> **PROBLEM TO SOLVE**:
Resume the documentation page on the Yellowbrick TSNEVisualizer below, picking up right after its final line.

> **PASSAGE TO READ**:

..............................

Implementation:DistrictDataLabs Yellowbrick TSNEVisualizer
| Knowledge Sources | |
|---|---|
| Domains | NLP, Visualization, Dimensionality_Reduction |
| Last Updated | 2026-02-08 05:00 GMT |
Overview
Concrete tool for visualizing document similarity in 2D space using t-SNE dimensionality reduction, provided by the Yellowbrick text module.
Description
The TSNEVisualizer applies t-SNE (t-distributed Stochastic Neighbor Embedding) to high-dimensional document vectors to produce a 2D scatter plot where similar documents cluster together. It supports optional preliminary dimensionality reduction via SVD or PCA before applying t-SNE, and colors points by document class labels.
Usage
Import this visualizer when exploring document similarity in a text corpus. It works with pre-vectorized document-term matrices and is useful for identifying clusters of similar documents.
Code Reference
Source Location
- Repository: DistrictDataLabs_Yellowbrick
- File: yellowbrick/text/tsne.py
- Lines: 1-428
Signature
class TSNEVisualizer(TextVisualizer):
def __init__(
self,
ax=None,
decompose="svd",
decompose_by=50,
labels=None,
classes=None,
colors=None,
colormap=None,
random_state=None,
alpha=0.7,
**kwargs,
):
"""t-SNE document similarity visualizer."""
def make_transformer(self, decompose="svd", decompose_by=50, tsne_kwargs={}):
"""Creates the decomposition + t-SNE pipeline."""
def tsne(
X, y=None, ax=None, decompose="svd", decompose_by=50, labels=None,
colors=None, colormap=None, alpha=0.7, show=True, **kwargs,
):
"""Quick method for one-off t-SNE visualization."""

..............................

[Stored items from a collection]
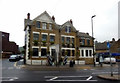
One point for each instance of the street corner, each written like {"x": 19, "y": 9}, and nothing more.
{"x": 109, "y": 77}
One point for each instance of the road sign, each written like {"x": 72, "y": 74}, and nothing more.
{"x": 108, "y": 45}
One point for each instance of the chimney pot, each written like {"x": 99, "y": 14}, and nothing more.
{"x": 28, "y": 16}
{"x": 53, "y": 18}
{"x": 71, "y": 21}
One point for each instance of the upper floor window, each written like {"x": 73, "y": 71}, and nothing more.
{"x": 63, "y": 39}
{"x": 35, "y": 51}
{"x": 82, "y": 41}
{"x": 73, "y": 40}
{"x": 44, "y": 26}
{"x": 87, "y": 53}
{"x": 68, "y": 29}
{"x": 88, "y": 42}
{"x": 44, "y": 37}
{"x": 38, "y": 24}
{"x": 68, "y": 39}
{"x": 52, "y": 38}
{"x": 50, "y": 26}
{"x": 35, "y": 36}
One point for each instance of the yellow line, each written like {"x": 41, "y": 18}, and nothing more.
{"x": 15, "y": 65}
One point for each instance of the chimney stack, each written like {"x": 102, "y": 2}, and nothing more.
{"x": 71, "y": 21}
{"x": 28, "y": 16}
{"x": 53, "y": 18}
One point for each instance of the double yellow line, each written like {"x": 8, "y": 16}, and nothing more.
{"x": 15, "y": 64}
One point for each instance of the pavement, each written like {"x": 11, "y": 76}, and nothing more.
{"x": 109, "y": 77}
{"x": 75, "y": 67}
{"x": 66, "y": 67}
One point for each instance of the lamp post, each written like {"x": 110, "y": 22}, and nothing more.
{"x": 93, "y": 39}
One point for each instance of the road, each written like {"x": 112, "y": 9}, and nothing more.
{"x": 13, "y": 71}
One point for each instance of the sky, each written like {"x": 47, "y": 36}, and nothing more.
{"x": 105, "y": 24}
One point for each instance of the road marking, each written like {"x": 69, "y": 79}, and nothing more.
{"x": 71, "y": 80}
{"x": 89, "y": 78}
{"x": 104, "y": 72}
{"x": 85, "y": 69}
{"x": 15, "y": 64}
{"x": 54, "y": 78}
{"x": 65, "y": 76}
{"x": 10, "y": 68}
{"x": 8, "y": 78}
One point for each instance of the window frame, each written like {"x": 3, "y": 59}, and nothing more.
{"x": 34, "y": 37}
{"x": 44, "y": 25}
{"x": 43, "y": 37}
{"x": 38, "y": 24}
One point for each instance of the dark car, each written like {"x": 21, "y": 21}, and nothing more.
{"x": 14, "y": 58}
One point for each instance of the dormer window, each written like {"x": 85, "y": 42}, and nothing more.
{"x": 68, "y": 29}
{"x": 38, "y": 24}
{"x": 43, "y": 25}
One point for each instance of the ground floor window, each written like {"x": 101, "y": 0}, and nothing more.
{"x": 90, "y": 52}
{"x": 43, "y": 52}
{"x": 63, "y": 52}
{"x": 82, "y": 52}
{"x": 68, "y": 52}
{"x": 86, "y": 53}
{"x": 35, "y": 51}
{"x": 73, "y": 52}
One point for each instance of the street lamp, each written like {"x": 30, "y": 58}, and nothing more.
{"x": 93, "y": 39}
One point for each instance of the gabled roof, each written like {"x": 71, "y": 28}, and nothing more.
{"x": 68, "y": 23}
{"x": 44, "y": 17}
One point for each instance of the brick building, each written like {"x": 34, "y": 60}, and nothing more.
{"x": 43, "y": 35}
{"x": 8, "y": 47}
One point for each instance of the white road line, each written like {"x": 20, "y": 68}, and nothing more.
{"x": 10, "y": 68}
{"x": 89, "y": 78}
{"x": 54, "y": 78}
{"x": 65, "y": 76}
{"x": 71, "y": 80}
{"x": 104, "y": 72}
{"x": 8, "y": 78}
{"x": 85, "y": 69}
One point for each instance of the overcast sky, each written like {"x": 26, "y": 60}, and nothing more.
{"x": 13, "y": 13}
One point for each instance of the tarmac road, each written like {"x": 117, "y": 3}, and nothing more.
{"x": 14, "y": 71}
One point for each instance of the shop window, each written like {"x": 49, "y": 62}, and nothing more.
{"x": 35, "y": 36}
{"x": 35, "y": 51}
{"x": 44, "y": 37}
{"x": 86, "y": 53}
{"x": 44, "y": 26}
{"x": 82, "y": 51}
{"x": 38, "y": 24}
{"x": 43, "y": 52}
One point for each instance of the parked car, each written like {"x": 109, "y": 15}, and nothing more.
{"x": 14, "y": 58}
{"x": 107, "y": 60}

..............................

> **RESPONSE BELOW**:
Import
from yellowbrick.text import TSNEVisualizer
from yellowbrick.text.tsne import tsne
I/O Contract
Inputs
| Name | Type | Required | Description |
|---|---|---|---|
| X | sparse or dense matrix | Yes | Document-term matrix (fit) |
| y | array-like | No | Document labels for coloring |
| decompose | str | No | Pre-reduction: "svd" or "pca" (default: "svd") |
| decompose_by | int | No | Intermediate dimensions (default: 50) |
| alpha | float | No | Point transparency (default: 0.7) |
Outputs
| Name | Type | Description |
|---|---|---|
| ax | matplotlib.Axes | Axes with 2D t-SNE scatter plot |
Usage Examples
from sklearn.feature_extraction.text import TfidfVectorizer
from yellowbrick.text import TSNEVisualizer
from yellowbrick.datasets import load_hobbies
corpus = load_hobbies()
tfidf = TfidfVectorizer()
X = tfidf.fit_transform(corpus.data)
viz = TSNEVisualizer()
viz.fit(X, corpus.target)
viz.show()